◆ Exercise goal: Among these records, which lines include "shell"? Copy them out.

◆ Material supplied:

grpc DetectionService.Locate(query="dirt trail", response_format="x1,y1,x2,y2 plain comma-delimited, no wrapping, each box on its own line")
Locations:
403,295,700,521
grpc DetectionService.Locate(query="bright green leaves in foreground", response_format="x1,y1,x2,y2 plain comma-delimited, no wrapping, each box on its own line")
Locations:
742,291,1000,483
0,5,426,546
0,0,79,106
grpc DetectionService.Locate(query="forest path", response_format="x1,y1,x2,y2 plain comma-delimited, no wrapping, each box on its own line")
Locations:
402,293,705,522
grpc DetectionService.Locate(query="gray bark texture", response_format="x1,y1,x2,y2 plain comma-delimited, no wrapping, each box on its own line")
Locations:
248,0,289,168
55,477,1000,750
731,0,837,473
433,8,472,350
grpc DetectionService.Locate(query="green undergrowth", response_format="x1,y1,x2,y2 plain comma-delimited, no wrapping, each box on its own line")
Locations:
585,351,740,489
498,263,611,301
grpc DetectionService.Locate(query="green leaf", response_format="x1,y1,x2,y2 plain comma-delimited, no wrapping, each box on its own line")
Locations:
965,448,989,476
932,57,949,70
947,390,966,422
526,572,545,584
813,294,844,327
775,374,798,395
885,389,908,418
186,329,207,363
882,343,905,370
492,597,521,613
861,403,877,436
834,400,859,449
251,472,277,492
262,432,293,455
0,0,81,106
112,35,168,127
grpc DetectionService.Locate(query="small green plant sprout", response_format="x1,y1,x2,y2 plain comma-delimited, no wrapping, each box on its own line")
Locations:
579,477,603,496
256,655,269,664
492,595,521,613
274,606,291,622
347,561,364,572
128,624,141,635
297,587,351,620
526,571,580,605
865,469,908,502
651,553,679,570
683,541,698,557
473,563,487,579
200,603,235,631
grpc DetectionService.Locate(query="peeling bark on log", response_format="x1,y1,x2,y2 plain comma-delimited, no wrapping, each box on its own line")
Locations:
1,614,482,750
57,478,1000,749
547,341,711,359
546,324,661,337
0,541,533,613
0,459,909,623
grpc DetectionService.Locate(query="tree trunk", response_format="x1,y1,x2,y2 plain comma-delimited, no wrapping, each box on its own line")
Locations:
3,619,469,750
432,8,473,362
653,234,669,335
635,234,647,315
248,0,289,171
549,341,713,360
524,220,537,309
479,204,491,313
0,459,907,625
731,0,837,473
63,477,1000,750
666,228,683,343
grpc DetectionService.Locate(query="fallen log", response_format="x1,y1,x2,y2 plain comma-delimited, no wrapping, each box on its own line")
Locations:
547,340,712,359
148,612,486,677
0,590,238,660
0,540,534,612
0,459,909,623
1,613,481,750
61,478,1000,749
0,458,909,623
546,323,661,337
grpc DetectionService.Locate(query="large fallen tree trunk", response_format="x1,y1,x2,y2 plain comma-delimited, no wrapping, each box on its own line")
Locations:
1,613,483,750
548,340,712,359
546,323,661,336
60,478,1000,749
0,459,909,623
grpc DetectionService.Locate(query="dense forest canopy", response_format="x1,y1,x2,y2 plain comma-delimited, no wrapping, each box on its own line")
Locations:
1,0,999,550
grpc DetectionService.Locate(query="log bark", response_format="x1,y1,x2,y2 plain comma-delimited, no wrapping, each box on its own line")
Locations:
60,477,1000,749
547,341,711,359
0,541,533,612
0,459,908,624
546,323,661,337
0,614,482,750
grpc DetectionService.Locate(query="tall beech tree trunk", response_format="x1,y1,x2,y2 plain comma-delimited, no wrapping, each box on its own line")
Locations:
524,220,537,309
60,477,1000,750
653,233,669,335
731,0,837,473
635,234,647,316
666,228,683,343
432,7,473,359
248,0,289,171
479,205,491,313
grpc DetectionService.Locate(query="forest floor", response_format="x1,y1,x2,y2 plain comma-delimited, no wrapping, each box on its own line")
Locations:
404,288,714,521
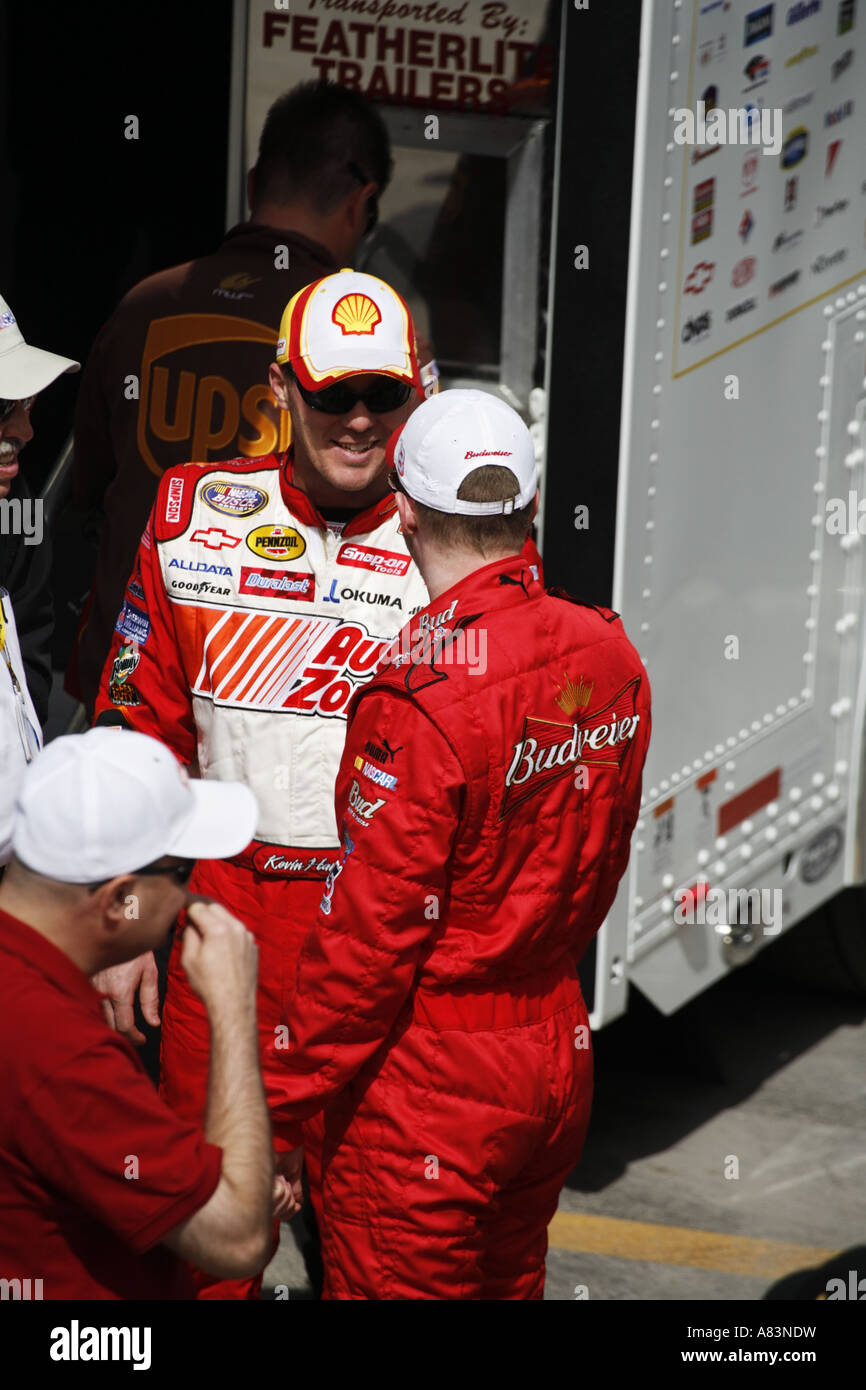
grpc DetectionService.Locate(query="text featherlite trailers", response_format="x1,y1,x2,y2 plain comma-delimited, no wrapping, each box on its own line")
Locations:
232,0,866,1026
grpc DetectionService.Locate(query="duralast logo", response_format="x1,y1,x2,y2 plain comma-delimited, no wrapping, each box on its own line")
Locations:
500,677,642,819
246,524,306,561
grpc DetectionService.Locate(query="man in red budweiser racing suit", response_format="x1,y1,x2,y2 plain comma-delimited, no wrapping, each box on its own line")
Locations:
92,271,435,1299
269,390,651,1299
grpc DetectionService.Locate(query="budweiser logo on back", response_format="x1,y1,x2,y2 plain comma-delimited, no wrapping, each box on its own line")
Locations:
501,678,642,818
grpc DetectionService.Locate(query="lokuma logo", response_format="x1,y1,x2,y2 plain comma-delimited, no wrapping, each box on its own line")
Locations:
501,676,643,819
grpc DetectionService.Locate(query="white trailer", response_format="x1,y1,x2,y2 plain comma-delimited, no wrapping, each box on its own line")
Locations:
231,0,866,1025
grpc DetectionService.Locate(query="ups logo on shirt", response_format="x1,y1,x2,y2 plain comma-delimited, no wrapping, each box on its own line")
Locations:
136,314,291,477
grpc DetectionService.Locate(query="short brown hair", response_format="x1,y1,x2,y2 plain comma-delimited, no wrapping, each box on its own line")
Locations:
400,465,533,557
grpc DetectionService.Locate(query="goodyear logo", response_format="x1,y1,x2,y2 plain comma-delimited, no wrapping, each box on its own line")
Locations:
245,524,306,561
202,481,269,517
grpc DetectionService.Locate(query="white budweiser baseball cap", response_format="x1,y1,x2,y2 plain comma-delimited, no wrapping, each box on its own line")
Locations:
13,729,257,884
387,389,538,516
0,293,79,398
275,269,421,392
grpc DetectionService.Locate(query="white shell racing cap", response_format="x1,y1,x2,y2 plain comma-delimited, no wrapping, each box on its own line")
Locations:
0,293,79,397
387,389,538,516
13,729,258,884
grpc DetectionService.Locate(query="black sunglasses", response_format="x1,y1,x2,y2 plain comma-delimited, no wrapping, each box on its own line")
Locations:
347,160,379,235
287,367,413,416
0,395,36,424
88,859,196,892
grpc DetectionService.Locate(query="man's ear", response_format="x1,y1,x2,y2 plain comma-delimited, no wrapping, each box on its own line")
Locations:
269,362,291,411
395,491,419,536
92,876,139,933
530,493,539,523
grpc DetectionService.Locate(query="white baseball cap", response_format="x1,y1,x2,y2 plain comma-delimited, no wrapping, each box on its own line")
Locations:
0,294,79,399
13,729,258,884
387,389,538,516
275,269,421,392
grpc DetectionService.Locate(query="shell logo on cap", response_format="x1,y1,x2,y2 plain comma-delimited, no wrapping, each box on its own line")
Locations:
332,293,381,336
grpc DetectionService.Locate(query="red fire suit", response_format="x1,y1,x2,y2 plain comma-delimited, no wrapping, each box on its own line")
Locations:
93,448,431,1297
270,551,651,1299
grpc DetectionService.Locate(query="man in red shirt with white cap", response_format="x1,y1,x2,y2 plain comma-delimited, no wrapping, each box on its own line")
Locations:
0,728,294,1300
93,269,431,1297
270,389,651,1299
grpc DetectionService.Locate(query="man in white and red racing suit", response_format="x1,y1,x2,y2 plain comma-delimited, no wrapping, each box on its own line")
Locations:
268,390,651,1299
93,271,434,1298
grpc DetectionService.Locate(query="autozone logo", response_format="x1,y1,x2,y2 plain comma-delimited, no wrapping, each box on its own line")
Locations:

◆ Your solution:
grpc DetectionService.Locate(query="white shell racing cap", response_format="x1,y1,x2,y2 plain comma-delimited, no wrapping, each box on its own line")
grpc DetectionService.Locate(query="shell logo on cap", response_format="x1,y1,x2,y2 plain comma-delimited, no wrapping, each box on its own line")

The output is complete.